### [SELECTED PASSAGE]
Zhang Zuolin, as he saw himself as lacking the political power, styled himself as Generalissimo, rather than President as Sun Yat-Sen had done, from the start of the military government in 1927. He thus appeared in military uniform rather than in civilian clothes. Popular pro-Ankuochun slogans included: "May the Chinese Republic live thousands of years", "Eliminate violence at home", and "Counter foreign aggression". The Ankuochun made themselves look like the bringers of peace and order to China, against the forces of the Kuomintang, and their Soviet and communist backers.

### [EXERCISE 1]
Answer these questions from the passage on Zhang Zuolin:
(a) What title did Zhang Zuolin adopt in place of President?
(b) What did he appear in instead of civilian clothes?
(c) Against which forces did the Ankuochun present themselves as bringers of peace and order?
### [EXERCISE 2]
Condense the paragraph of the passage on Zhang Zuolin that begins "Zhang Zuolin, as he saw himself" into a bulleted list that keeps its main facts.
### [EXERCISE 3]
Go on with the passage on Zhang Zuolin, picking up after its final sentence.

### [SUPPLIED RECORDS]
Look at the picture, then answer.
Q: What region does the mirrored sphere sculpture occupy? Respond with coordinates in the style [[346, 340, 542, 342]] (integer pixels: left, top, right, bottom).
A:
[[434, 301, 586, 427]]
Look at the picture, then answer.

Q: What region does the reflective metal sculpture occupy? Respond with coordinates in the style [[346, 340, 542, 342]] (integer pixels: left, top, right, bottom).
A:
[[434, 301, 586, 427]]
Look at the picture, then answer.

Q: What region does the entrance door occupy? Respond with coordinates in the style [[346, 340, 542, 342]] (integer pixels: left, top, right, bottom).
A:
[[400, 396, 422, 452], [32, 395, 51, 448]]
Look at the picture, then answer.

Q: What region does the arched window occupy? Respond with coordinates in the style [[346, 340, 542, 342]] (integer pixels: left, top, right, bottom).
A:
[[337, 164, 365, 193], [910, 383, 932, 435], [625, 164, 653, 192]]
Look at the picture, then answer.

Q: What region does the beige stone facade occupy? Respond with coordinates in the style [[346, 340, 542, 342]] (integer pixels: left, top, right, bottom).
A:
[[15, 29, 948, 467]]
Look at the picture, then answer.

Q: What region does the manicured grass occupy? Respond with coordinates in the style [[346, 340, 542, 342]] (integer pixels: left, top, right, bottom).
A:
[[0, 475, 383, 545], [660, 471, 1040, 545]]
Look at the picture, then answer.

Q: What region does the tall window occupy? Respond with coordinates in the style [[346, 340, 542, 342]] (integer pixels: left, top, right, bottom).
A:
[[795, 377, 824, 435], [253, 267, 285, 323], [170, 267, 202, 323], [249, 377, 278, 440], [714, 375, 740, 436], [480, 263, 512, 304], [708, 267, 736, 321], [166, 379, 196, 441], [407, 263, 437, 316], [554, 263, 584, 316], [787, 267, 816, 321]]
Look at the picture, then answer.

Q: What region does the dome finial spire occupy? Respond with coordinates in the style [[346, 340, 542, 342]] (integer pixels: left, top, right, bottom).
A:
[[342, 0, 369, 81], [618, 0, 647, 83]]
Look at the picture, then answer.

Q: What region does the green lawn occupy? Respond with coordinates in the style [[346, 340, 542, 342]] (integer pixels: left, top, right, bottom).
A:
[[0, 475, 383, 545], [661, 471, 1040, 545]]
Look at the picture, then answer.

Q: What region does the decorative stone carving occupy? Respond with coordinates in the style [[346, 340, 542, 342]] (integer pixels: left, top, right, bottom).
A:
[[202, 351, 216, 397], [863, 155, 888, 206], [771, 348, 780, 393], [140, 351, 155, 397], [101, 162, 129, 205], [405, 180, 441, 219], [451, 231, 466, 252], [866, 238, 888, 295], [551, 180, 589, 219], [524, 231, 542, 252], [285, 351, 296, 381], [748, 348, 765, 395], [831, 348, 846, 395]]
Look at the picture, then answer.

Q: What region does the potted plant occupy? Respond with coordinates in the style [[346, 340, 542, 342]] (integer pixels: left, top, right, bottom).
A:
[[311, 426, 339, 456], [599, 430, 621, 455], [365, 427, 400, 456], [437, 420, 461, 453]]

### [OUTPUT 1]
(a) Generalissimo.
(b) Military uniform.
(c) The forces of the Kuomintang and their Soviet and communist backers.

### [OUTPUT 2]
- From the start of the military government in 1927, Zhang Zuolin styled himself Generalissimo rather than President, as Sun Yat-Sen had done, because he saw himself as lacking political power.
- He therefore appeared in military uniform rather than civilian clothes.
- Popular pro-Ankuochun slogans included "May the Chinese Republic live thousands of years", "Eliminate violence at home", and "Counter foreign aggression".
- The Ankuochun presented themselves as bringers of peace and order to China, against the Kuomintang and their Soviet and communist backers.

### [OUTPUT 3]
Additionally, Ankuochun propaganda portrayed Zhang Zuolin's son, Zhang Xueliang, the "Light in the North", as a young and patriotic "son of China". They tried to reconcile the ideals of Zhang Zuolin and Zhang Xueliang with those of Sun Yat-sen by saying that the Zhangs endorsed the Three Principles of the People. Zhang Xueliang was often portrayed in a western-style suit to show his sophistication. He was also portrayed as the successor to Sun Yat-sen.

As for the Ankuochun generals, propaganda portrayed them as honorable and legitimate men; their honor and legitimacy stemming from their association with important figures, their diverse backgrounds, their skills, and their willingness to expel foreign influence.